**DATA SECTION**
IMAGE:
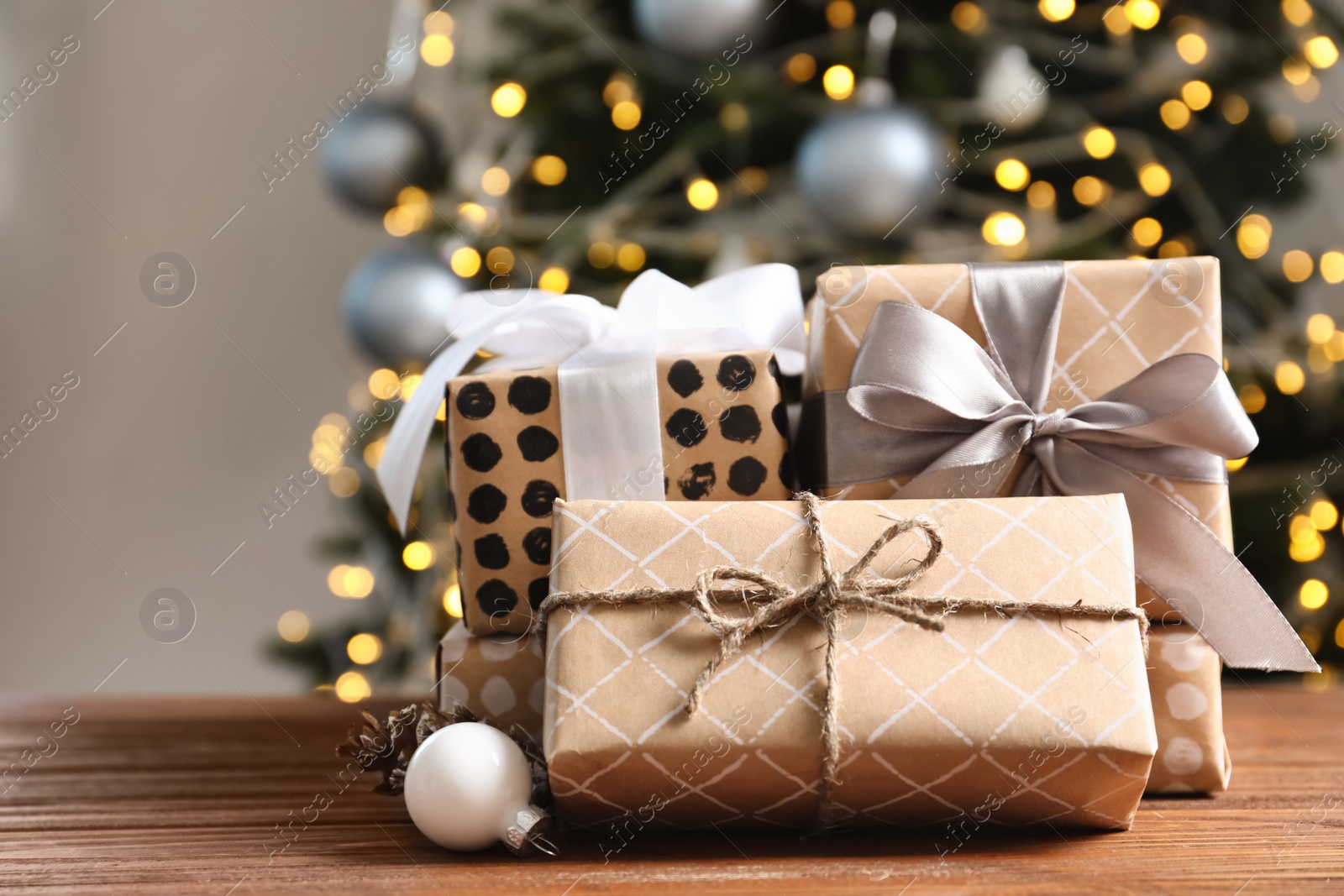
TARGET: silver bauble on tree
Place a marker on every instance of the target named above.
---
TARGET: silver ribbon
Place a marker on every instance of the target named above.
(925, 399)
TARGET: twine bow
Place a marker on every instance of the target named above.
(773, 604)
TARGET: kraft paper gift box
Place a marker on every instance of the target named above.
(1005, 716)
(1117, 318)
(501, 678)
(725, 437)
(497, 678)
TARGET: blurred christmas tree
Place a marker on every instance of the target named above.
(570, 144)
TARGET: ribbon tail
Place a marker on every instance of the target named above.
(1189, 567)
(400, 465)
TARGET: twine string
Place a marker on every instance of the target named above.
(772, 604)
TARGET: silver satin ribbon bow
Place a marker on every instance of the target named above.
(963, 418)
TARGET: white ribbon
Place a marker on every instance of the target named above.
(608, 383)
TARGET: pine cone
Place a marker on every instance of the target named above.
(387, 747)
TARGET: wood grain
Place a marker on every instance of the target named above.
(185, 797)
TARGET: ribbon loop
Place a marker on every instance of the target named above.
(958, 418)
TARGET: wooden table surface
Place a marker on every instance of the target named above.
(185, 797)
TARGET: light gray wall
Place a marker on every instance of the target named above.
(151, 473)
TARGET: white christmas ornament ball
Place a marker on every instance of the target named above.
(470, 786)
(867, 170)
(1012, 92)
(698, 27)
--
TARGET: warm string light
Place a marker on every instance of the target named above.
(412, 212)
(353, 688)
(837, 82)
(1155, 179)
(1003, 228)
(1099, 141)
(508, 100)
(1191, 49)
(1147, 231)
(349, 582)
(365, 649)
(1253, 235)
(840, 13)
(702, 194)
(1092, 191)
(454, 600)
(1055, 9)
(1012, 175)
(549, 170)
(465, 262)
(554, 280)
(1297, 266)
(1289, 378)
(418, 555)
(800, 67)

**AIM**
Find every line above that contains the word "white" and copy each one in full.

**RIGHT ANSWER**
TARGET: white ribbon
TARGET: white christmas ornament ball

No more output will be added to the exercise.